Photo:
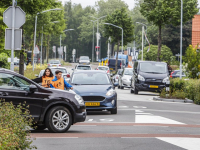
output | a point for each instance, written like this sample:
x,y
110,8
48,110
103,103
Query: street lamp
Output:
x,y
36,27
61,37
97,19
42,42
93,41
181,34
142,36
119,28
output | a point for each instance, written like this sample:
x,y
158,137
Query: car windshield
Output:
x,y
60,69
54,62
102,68
84,58
128,72
83,68
159,68
90,78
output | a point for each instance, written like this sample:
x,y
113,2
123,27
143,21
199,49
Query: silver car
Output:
x,y
84,60
54,63
125,78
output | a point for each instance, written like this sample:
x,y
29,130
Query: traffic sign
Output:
x,y
20,17
17,41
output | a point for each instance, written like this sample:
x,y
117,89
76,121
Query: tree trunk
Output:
x,y
159,43
117,56
47,49
21,57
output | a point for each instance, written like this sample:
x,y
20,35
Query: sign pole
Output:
x,y
13,36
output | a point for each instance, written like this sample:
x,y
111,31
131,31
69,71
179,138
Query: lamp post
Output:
x,y
142,36
119,28
61,36
181,34
97,19
42,42
36,28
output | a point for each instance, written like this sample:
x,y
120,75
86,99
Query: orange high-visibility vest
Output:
x,y
46,81
59,84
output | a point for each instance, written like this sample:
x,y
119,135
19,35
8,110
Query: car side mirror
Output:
x,y
32,88
116,84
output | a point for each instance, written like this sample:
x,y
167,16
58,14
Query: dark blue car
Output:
x,y
96,89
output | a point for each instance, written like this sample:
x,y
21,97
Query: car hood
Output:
x,y
84,90
153,75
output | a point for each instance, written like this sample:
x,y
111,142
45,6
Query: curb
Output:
x,y
173,100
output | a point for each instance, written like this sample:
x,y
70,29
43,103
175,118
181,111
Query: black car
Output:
x,y
55,109
176,74
97,90
149,76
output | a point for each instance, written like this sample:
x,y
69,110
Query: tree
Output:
x,y
163,12
119,18
192,59
166,53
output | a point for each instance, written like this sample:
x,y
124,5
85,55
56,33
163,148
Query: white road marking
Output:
x,y
139,107
154,119
107,120
186,143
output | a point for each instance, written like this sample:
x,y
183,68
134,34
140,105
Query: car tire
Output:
x,y
114,111
54,126
131,90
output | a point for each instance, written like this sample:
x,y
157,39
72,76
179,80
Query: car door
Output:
x,y
15,89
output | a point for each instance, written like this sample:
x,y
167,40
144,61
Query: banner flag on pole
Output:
x,y
147,41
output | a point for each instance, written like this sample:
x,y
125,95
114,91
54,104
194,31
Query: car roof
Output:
x,y
92,71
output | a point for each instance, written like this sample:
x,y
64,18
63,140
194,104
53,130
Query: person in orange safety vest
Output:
x,y
59,82
46,79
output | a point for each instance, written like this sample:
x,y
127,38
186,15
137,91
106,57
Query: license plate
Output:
x,y
153,86
92,104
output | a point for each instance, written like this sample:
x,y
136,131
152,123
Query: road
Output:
x,y
141,124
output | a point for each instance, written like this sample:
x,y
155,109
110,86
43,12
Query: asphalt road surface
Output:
x,y
141,124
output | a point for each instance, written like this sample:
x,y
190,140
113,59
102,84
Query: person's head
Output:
x,y
48,72
58,74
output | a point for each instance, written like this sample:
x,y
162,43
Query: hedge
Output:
x,y
184,88
14,127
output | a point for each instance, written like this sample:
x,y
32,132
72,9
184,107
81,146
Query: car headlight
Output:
x,y
110,92
141,78
165,79
79,99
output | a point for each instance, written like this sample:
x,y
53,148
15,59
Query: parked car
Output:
x,y
65,73
54,109
176,74
149,76
54,63
84,60
104,68
125,78
115,78
83,67
96,90
120,65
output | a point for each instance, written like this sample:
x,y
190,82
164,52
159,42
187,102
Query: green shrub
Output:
x,y
181,89
14,127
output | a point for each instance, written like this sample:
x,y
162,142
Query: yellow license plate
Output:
x,y
92,104
153,86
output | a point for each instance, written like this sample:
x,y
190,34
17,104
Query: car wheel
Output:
x,y
131,90
58,119
114,111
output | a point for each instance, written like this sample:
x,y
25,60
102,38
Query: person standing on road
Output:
x,y
59,82
46,79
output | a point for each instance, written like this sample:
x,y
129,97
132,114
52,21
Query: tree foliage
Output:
x,y
163,12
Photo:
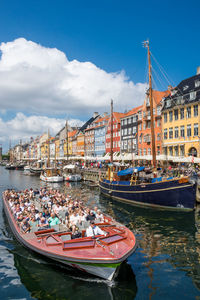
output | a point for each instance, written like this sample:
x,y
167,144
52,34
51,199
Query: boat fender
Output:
x,y
183,180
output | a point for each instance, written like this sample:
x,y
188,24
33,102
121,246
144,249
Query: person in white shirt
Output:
x,y
94,230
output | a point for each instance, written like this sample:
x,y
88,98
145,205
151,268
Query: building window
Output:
x,y
196,110
159,110
196,129
165,134
176,150
189,130
165,117
192,96
182,131
176,132
176,114
189,112
197,83
170,116
182,113
170,151
171,132
182,150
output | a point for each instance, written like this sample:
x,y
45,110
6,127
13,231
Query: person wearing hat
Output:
x,y
94,230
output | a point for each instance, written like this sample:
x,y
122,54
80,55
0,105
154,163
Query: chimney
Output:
x,y
95,114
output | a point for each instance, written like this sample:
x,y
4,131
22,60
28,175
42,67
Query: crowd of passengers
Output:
x,y
55,208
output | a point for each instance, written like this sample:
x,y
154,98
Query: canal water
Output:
x,y
166,264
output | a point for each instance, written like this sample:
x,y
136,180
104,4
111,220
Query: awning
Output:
x,y
69,167
130,171
125,172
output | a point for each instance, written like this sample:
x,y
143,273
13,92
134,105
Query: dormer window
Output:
x,y
197,83
168,103
192,96
173,92
185,87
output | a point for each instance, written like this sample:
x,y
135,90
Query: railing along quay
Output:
x,y
93,174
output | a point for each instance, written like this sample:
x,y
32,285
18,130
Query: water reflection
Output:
x,y
166,264
46,280
168,241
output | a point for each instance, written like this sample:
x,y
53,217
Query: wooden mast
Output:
x,y
111,132
146,44
66,128
48,150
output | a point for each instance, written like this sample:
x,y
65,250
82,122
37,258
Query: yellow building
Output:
x,y
57,147
181,119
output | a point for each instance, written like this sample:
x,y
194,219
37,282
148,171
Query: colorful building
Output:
x,y
100,128
129,131
116,132
181,119
144,124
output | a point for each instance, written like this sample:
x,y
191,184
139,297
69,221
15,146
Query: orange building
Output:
x,y
116,133
144,124
80,144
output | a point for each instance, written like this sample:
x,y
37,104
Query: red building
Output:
x,y
116,133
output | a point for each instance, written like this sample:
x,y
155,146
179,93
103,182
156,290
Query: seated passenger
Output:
x,y
75,233
43,224
25,227
91,216
94,230
53,220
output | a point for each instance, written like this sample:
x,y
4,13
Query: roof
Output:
x,y
72,133
132,111
183,90
88,123
159,95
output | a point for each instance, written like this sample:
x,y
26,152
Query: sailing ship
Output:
x,y
101,255
51,174
162,192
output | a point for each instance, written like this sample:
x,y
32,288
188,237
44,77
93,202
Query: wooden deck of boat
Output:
x,y
29,236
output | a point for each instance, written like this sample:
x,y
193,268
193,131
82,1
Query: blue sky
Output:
x,y
107,34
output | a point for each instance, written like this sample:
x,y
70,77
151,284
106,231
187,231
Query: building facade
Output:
x,y
144,124
181,119
129,131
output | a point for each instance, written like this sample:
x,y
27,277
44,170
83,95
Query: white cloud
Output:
x,y
23,127
42,80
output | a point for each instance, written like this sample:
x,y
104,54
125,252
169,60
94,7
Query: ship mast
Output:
x,y
111,132
48,153
146,45
66,128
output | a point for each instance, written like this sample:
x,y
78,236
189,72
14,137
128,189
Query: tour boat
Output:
x,y
51,175
72,177
100,256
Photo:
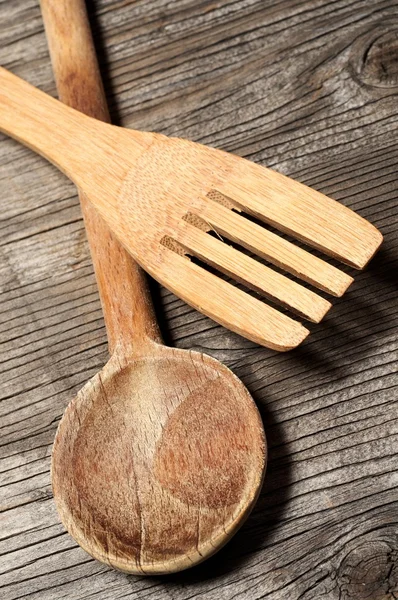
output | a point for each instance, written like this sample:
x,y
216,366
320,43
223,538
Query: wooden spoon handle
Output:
x,y
128,311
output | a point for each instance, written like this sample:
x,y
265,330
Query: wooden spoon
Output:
x,y
163,197
161,456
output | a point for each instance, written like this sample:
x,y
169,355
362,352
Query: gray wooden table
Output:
x,y
309,88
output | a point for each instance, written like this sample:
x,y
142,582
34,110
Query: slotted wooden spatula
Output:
x,y
162,197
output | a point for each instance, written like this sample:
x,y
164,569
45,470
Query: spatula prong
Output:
x,y
303,213
228,305
252,273
275,249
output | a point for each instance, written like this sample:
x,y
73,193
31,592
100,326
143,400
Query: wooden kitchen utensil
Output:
x,y
162,196
161,456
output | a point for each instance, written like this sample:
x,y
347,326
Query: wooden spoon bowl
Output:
x,y
158,461
161,455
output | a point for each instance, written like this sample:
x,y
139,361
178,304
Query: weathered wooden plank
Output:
x,y
309,88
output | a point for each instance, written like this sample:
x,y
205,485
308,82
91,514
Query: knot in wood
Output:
x,y
369,571
375,59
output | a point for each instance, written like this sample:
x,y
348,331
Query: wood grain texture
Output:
x,y
152,191
308,88
160,457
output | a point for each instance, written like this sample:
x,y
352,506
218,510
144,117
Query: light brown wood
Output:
x,y
281,83
144,185
161,456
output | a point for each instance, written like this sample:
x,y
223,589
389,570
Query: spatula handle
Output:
x,y
127,307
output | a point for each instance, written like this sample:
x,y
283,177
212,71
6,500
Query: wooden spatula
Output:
x,y
162,197
160,457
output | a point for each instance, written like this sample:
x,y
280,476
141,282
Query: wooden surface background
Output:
x,y
309,88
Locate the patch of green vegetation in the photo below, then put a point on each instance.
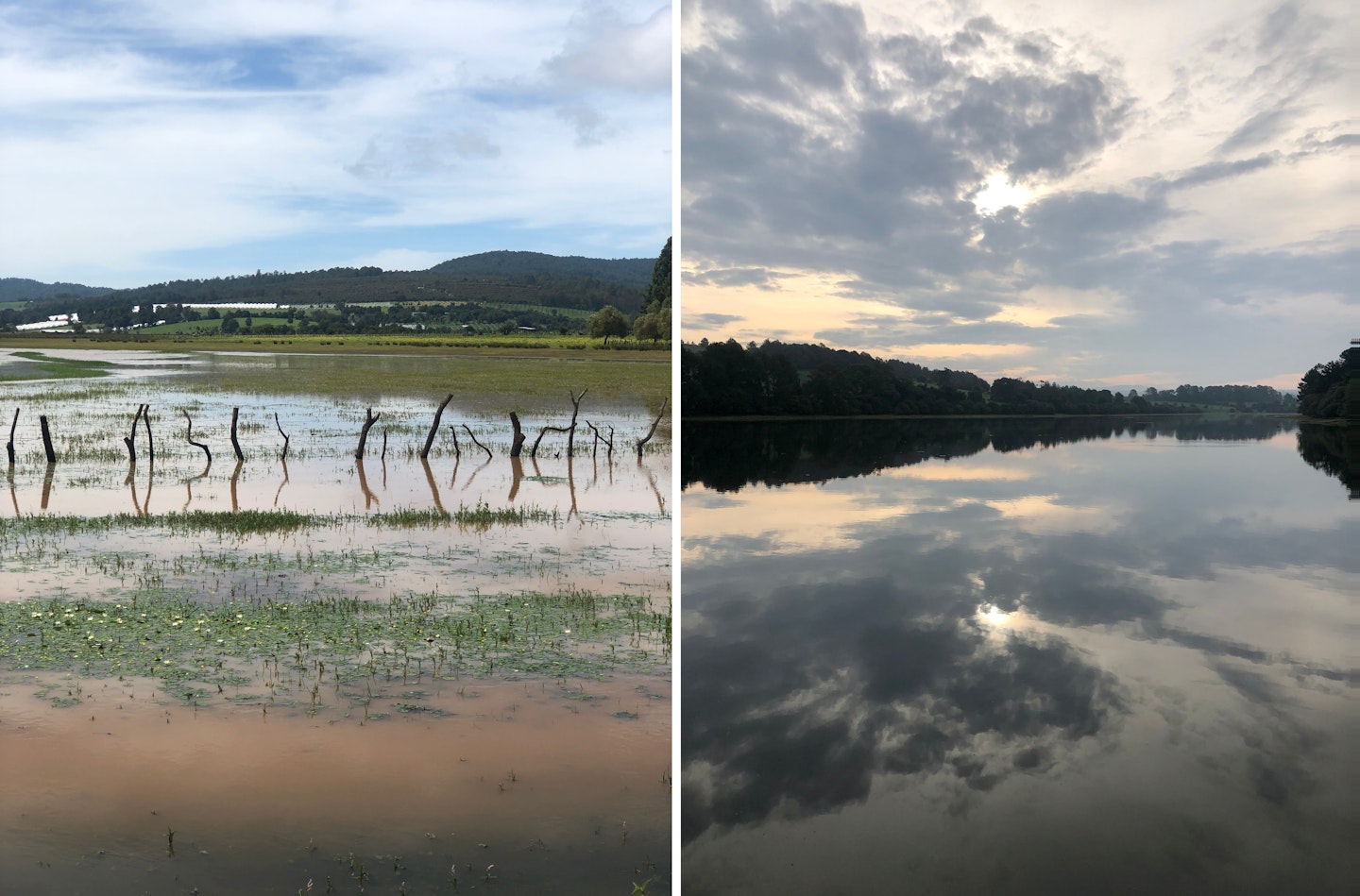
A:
(39, 366)
(196, 649)
(249, 522)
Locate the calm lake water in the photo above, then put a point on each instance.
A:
(374, 706)
(1022, 657)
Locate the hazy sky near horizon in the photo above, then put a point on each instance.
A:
(147, 141)
(1116, 192)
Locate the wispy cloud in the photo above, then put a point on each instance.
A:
(1193, 204)
(142, 136)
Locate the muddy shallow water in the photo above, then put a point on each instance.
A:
(534, 737)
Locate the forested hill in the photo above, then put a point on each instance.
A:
(636, 272)
(488, 279)
(799, 380)
(22, 289)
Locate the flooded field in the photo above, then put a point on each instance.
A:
(381, 674)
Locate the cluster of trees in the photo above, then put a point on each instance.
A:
(726, 456)
(653, 320)
(1332, 389)
(726, 380)
(498, 289)
(1261, 398)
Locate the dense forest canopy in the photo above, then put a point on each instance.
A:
(800, 380)
(495, 290)
(1332, 389)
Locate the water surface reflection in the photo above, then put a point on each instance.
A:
(1029, 657)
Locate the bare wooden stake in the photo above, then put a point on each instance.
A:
(475, 441)
(434, 427)
(130, 439)
(189, 438)
(434, 488)
(284, 456)
(370, 417)
(600, 436)
(653, 430)
(575, 410)
(569, 430)
(235, 447)
(46, 442)
(517, 444)
(534, 451)
(151, 445)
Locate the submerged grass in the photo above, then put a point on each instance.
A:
(198, 649)
(40, 366)
(247, 522)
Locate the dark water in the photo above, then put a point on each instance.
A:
(1019, 657)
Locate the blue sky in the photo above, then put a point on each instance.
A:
(1103, 192)
(148, 141)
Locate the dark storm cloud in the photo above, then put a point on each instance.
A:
(803, 717)
(812, 143)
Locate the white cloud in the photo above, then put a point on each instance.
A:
(154, 127)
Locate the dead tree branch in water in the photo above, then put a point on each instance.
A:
(9, 445)
(151, 444)
(653, 430)
(570, 430)
(434, 427)
(595, 447)
(189, 438)
(46, 444)
(284, 456)
(235, 413)
(470, 435)
(517, 442)
(370, 417)
(130, 439)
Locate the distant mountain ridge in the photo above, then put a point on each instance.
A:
(509, 264)
(24, 290)
(516, 289)
(502, 262)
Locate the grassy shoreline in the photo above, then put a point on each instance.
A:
(399, 345)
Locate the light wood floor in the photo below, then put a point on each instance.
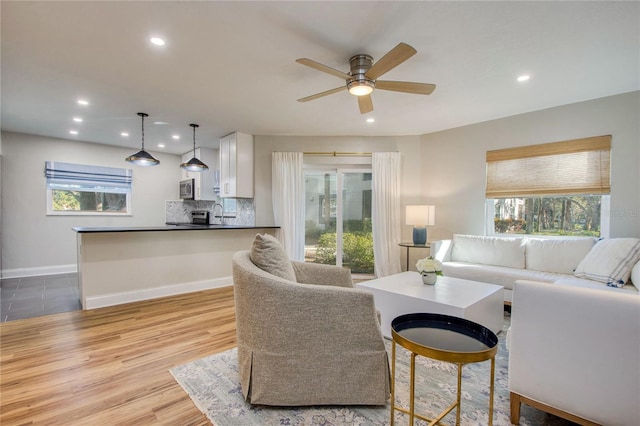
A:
(110, 365)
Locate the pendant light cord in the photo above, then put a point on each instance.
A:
(143, 115)
(194, 138)
(142, 132)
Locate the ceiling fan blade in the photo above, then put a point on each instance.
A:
(365, 103)
(405, 86)
(321, 94)
(320, 67)
(392, 59)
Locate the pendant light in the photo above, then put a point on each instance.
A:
(194, 165)
(142, 157)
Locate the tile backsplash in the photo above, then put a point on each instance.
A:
(180, 211)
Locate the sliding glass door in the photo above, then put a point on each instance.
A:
(338, 228)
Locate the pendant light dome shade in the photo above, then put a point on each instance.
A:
(194, 165)
(142, 157)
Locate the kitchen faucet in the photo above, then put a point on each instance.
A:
(221, 212)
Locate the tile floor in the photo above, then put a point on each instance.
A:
(37, 296)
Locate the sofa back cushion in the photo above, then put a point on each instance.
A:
(561, 256)
(635, 275)
(610, 261)
(496, 251)
(268, 254)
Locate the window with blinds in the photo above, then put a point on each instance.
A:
(87, 190)
(549, 189)
(579, 166)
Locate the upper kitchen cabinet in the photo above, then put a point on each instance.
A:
(236, 166)
(203, 181)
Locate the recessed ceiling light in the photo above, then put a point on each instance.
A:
(157, 41)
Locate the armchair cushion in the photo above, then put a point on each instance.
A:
(268, 255)
(307, 343)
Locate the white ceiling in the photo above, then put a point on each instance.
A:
(231, 66)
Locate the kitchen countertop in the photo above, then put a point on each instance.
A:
(167, 227)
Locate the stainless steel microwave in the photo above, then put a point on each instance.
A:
(187, 188)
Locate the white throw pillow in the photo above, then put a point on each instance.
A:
(610, 261)
(496, 251)
(268, 254)
(557, 255)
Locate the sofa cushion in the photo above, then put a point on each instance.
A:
(267, 254)
(610, 261)
(556, 255)
(498, 275)
(572, 281)
(635, 275)
(496, 251)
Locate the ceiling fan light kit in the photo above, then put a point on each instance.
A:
(362, 77)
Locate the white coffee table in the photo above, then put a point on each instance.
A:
(405, 293)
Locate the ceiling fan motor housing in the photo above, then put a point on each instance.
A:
(360, 64)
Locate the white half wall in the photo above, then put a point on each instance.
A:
(457, 168)
(34, 243)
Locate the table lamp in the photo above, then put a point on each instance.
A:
(420, 217)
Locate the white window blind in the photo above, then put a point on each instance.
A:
(80, 177)
(579, 166)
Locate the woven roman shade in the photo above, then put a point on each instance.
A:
(579, 166)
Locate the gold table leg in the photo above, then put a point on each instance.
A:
(493, 374)
(456, 404)
(412, 389)
(393, 379)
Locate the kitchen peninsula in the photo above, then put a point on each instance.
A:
(126, 264)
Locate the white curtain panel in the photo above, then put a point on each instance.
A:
(287, 183)
(386, 214)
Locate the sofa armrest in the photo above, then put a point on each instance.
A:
(316, 273)
(441, 250)
(576, 350)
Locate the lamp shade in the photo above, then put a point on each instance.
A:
(420, 215)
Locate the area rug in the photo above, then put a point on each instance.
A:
(213, 385)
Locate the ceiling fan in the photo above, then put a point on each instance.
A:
(363, 76)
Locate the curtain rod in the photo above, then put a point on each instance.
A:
(335, 154)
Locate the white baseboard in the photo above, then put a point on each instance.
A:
(39, 270)
(112, 299)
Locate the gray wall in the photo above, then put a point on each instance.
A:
(456, 160)
(446, 169)
(35, 242)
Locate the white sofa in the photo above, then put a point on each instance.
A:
(502, 260)
(575, 352)
(574, 342)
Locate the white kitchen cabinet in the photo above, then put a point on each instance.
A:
(203, 181)
(236, 166)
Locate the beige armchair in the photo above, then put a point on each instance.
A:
(316, 341)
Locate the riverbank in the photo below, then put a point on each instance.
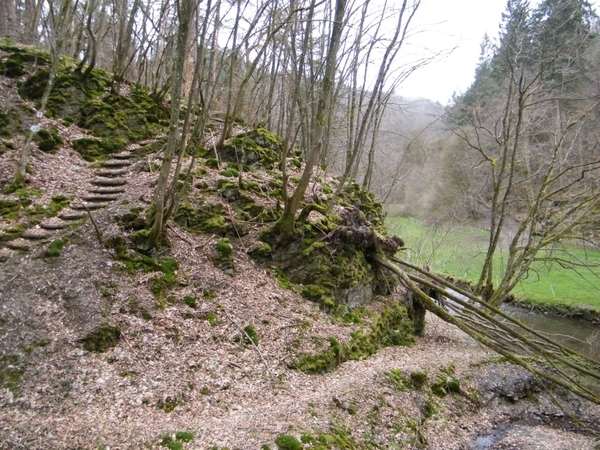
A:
(360, 405)
(578, 312)
(458, 251)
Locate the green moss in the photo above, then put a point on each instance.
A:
(12, 368)
(418, 379)
(92, 149)
(48, 140)
(190, 301)
(288, 442)
(211, 317)
(207, 218)
(224, 249)
(230, 173)
(88, 102)
(445, 385)
(223, 257)
(102, 339)
(57, 204)
(392, 327)
(365, 201)
(398, 379)
(168, 404)
(9, 209)
(176, 440)
(250, 336)
(315, 292)
(55, 248)
(8, 234)
(256, 148)
(168, 267)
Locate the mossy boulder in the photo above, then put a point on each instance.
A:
(101, 339)
(258, 148)
(392, 327)
(48, 140)
(19, 59)
(92, 149)
(332, 256)
(208, 218)
(129, 119)
(86, 99)
(11, 121)
(69, 94)
(223, 256)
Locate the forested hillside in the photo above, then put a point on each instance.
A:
(193, 246)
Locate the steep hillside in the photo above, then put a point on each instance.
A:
(216, 340)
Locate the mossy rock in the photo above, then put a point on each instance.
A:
(344, 275)
(21, 60)
(256, 148)
(223, 257)
(11, 121)
(365, 201)
(9, 209)
(88, 102)
(288, 442)
(207, 218)
(92, 149)
(124, 118)
(12, 368)
(102, 339)
(48, 140)
(69, 94)
(391, 328)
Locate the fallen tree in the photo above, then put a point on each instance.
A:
(498, 331)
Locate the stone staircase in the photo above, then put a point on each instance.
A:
(106, 186)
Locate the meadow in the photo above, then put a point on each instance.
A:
(460, 251)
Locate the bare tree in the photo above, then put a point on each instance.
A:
(539, 165)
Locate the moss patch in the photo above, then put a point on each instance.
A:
(48, 140)
(92, 149)
(176, 440)
(12, 368)
(207, 218)
(101, 339)
(55, 248)
(256, 148)
(392, 327)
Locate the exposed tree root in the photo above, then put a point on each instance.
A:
(525, 347)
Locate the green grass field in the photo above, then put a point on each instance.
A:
(460, 252)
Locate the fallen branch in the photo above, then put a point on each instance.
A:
(590, 367)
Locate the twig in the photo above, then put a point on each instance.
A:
(241, 330)
(98, 233)
(9, 281)
(179, 235)
(205, 243)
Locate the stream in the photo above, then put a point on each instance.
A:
(578, 335)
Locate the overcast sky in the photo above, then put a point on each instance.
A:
(443, 25)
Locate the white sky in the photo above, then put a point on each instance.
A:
(446, 24)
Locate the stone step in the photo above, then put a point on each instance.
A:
(116, 163)
(109, 181)
(54, 224)
(87, 206)
(99, 198)
(72, 215)
(35, 234)
(107, 190)
(123, 155)
(19, 244)
(111, 173)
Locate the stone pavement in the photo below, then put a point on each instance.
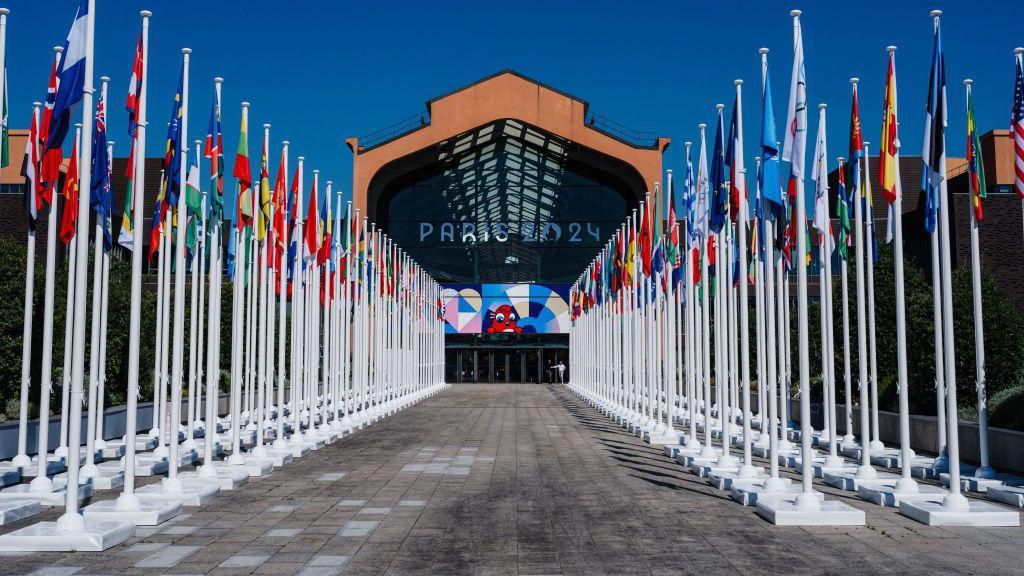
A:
(495, 480)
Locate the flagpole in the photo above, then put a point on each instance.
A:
(954, 500)
(905, 484)
(193, 331)
(207, 470)
(238, 310)
(280, 442)
(747, 469)
(72, 521)
(22, 459)
(985, 470)
(172, 483)
(128, 501)
(869, 248)
(42, 482)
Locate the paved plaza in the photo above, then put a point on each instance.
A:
(512, 480)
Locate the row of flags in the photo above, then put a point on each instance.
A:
(710, 194)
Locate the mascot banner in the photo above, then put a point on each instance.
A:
(509, 309)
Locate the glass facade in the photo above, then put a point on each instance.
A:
(505, 203)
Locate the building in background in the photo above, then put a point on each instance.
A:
(504, 191)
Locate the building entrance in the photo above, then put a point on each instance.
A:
(505, 358)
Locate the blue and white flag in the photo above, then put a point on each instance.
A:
(71, 73)
(934, 150)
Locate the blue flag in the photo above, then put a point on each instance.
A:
(71, 73)
(719, 180)
(934, 150)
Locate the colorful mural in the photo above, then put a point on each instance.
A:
(519, 309)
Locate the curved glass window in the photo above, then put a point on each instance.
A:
(505, 203)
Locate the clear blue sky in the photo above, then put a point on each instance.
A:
(322, 71)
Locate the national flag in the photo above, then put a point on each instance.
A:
(1017, 127)
(819, 173)
(645, 248)
(698, 214)
(135, 88)
(100, 198)
(30, 169)
(4, 136)
(241, 171)
(933, 151)
(843, 213)
(69, 217)
(264, 195)
(71, 80)
(771, 190)
(890, 135)
(975, 165)
(126, 237)
(312, 230)
(796, 133)
(719, 179)
(172, 152)
(214, 150)
(54, 156)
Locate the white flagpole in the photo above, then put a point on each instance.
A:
(42, 483)
(280, 442)
(869, 248)
(747, 469)
(72, 521)
(172, 483)
(985, 470)
(954, 500)
(238, 310)
(128, 501)
(905, 483)
(100, 443)
(207, 470)
(865, 470)
(193, 331)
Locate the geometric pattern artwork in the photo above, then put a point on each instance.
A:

• TASK PROMPT
Copy each line of the listing that carries the string "handle".

• WORKED SOLUTION
Query: wooden spoon handle
Query: spatula handle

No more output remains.